* WORK ORDER 1
Answer these questions from the passage on Circus Devils:
(a) How many albums has the project released, and over how many years?
(b) Who are Pollard's collaborators in Circus Devils?
(c) What does the passage say the records are as varied as?
* WORK ORDER 2
Proceed with the passage on Circus Devils, writing on from its last sentence.

* SELECTED EXTRACT
————————
Sometimes on the internet, an innocent lamb who’s in the middle of discovering Robert Pollard’s body of work will step forward and ask where they should start with Circus Devils.

It’s a fair question. At fourteen albums released over sixteen years, this collaboration with fellow Ohioan oddballs Todd and Tim Tobias is not only Pollard’s longest-running side project, but it’s also the strangest. Their sound is a kind of psychedelic rock birthed from a mutant strain. It’s a creature that rose up out of toxic waste. Lots of slime, lots of teeth.

There are quiet Circus Devils records and loud ones and ones that sound like they were created by lizard men from Jupiter. Sometimes they sound like a rock band, sometimes they sound like mad scientists performing sinister experiments in a backyard tool shed. Their records are as varied as dreams, and often as haunting.
————————
* EXTRACTED DATA
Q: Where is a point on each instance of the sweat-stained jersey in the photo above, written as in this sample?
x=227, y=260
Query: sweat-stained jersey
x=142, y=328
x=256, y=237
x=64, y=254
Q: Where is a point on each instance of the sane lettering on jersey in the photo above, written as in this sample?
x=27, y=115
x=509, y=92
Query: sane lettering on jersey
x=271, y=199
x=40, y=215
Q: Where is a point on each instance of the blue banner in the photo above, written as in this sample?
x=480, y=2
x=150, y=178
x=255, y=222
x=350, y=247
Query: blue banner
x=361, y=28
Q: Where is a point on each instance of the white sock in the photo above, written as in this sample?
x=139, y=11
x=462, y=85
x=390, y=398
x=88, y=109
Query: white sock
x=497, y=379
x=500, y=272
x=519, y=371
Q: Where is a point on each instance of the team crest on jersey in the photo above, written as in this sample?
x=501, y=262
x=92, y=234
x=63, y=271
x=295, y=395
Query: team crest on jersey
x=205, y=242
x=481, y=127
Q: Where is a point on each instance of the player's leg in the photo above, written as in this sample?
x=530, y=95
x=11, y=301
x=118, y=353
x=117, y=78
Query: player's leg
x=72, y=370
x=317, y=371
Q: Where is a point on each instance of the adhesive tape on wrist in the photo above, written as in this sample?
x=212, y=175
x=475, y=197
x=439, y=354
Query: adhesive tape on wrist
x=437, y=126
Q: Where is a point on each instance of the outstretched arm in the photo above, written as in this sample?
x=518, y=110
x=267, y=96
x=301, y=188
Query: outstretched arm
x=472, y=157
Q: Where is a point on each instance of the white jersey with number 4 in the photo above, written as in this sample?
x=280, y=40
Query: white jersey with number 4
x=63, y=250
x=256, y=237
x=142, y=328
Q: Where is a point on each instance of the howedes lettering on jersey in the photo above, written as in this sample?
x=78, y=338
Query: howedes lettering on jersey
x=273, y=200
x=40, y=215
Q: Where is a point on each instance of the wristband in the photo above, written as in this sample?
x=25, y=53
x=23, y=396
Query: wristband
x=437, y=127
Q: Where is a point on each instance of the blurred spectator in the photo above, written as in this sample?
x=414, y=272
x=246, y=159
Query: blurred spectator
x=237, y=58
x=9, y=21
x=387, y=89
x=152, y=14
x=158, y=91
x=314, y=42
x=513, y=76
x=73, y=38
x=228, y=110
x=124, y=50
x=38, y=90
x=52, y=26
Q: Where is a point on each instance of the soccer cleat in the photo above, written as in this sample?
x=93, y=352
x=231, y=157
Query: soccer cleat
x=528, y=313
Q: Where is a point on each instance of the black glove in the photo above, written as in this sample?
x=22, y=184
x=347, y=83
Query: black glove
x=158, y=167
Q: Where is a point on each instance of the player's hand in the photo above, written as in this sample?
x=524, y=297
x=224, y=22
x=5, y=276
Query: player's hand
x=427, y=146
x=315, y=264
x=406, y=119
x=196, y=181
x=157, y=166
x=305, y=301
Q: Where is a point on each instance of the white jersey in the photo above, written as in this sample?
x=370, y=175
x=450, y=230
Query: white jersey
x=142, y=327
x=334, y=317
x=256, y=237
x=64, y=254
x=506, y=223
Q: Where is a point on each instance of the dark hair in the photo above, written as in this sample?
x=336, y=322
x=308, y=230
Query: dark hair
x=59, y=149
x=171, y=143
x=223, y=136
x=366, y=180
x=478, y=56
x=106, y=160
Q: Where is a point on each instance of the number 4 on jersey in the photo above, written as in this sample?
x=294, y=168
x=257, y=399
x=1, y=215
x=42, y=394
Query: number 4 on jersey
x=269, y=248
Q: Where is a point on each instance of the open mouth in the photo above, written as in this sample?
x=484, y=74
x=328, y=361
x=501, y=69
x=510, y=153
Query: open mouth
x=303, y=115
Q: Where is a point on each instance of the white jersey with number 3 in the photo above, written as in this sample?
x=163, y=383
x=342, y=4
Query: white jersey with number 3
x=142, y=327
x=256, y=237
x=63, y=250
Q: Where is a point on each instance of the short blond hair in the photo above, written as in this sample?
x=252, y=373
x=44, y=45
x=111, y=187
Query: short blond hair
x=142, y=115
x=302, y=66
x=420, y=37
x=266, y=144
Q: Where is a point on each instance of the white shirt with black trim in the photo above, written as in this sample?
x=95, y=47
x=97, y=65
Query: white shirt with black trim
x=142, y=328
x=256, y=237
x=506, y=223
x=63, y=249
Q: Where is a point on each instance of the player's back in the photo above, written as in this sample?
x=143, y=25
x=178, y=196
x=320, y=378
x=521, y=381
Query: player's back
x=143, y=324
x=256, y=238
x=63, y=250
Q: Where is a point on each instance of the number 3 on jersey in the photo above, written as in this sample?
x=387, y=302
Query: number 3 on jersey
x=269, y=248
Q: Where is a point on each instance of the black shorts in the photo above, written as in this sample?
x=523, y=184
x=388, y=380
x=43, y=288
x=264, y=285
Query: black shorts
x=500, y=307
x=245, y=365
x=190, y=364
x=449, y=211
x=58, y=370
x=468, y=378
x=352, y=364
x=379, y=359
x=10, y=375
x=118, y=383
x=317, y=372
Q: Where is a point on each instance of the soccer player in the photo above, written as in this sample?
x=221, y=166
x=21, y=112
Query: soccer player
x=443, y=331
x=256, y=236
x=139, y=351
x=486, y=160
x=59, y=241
————————
* EXERCISE ANSWER 1
(a) Fourteen albums over sixteen years.
(b) Todd and Tim Tobias.
(c) Dreams.

* EXERCISE ANSWER 2
Their music comes in a few different flavors, but it all has a demon inside of it. There’s an eeriness in every sound that they make (Pollard got into the spirit and timed most of their albums for a Halloween release). It hides somewhere in even the project’s gentlest moments.

It’s a demon that runs naked and free and howling at the moon on their unhinged first record.

So, where to start with Circus Devils?

I say start at the BEGINNING. Start with Ringworm Interiors. Meet the demon. Get the full Circus Devils experience. Be surprised and assaulted like we were back in 2001 with what’s still one of the most bugfuck albums in Pollard’s whole discography.